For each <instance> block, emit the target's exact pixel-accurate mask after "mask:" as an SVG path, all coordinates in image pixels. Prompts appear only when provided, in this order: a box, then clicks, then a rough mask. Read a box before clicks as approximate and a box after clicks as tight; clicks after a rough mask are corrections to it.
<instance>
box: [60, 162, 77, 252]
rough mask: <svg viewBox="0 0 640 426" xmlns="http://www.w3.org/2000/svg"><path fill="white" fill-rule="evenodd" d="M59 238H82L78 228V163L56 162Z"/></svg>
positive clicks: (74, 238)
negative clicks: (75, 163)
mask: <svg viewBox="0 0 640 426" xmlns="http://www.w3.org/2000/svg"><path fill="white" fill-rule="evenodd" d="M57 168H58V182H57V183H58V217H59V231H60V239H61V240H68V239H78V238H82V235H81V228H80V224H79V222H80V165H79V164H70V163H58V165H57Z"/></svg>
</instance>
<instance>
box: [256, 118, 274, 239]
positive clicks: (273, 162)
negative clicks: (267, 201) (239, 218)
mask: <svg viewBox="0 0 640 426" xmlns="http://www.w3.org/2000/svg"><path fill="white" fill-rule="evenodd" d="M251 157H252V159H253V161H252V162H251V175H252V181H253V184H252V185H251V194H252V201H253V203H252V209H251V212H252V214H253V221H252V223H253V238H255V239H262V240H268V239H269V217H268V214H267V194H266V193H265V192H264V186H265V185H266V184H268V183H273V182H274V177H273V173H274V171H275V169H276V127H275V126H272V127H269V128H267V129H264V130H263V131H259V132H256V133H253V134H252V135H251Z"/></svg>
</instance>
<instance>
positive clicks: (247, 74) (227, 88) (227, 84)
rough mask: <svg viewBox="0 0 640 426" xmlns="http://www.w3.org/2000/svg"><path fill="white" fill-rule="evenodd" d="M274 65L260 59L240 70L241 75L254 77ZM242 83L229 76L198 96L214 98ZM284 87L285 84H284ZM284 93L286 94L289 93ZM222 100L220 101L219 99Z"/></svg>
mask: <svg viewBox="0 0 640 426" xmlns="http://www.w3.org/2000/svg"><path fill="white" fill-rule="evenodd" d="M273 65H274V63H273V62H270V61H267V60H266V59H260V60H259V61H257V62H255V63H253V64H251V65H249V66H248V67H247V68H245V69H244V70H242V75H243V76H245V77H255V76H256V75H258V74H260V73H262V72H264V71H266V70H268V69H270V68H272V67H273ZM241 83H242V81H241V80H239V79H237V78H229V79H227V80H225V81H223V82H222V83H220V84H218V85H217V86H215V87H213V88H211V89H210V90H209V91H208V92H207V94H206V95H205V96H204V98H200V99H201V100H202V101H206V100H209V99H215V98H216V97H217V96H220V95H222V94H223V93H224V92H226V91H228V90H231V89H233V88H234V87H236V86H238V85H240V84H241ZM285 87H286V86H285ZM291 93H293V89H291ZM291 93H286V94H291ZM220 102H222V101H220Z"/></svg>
________
→ **Problem to solve**: Of all the entries above, retype exactly the lines from the line with "negative clicks: (267, 201) (239, 218)" to the line with "positive clicks: (247, 74)", both included, and no others.

→ **Result of the task**:
negative clicks: (267, 201) (239, 218)
mask: <svg viewBox="0 0 640 426" xmlns="http://www.w3.org/2000/svg"><path fill="white" fill-rule="evenodd" d="M251 157H252V159H253V161H252V162H251V175H252V181H253V184H252V185H251V194H252V201H253V203H252V209H251V212H252V214H253V221H252V223H253V238H255V239H262V240H268V239H269V217H268V214H267V194H266V193H265V192H264V186H265V185H266V184H268V183H273V182H274V177H273V173H274V171H275V169H276V127H275V126H272V127H269V128H267V129H264V130H263V131H259V132H256V133H253V134H252V135H251Z"/></svg>
</instance>
<instance>
positive clicks: (247, 74) (227, 88) (227, 84)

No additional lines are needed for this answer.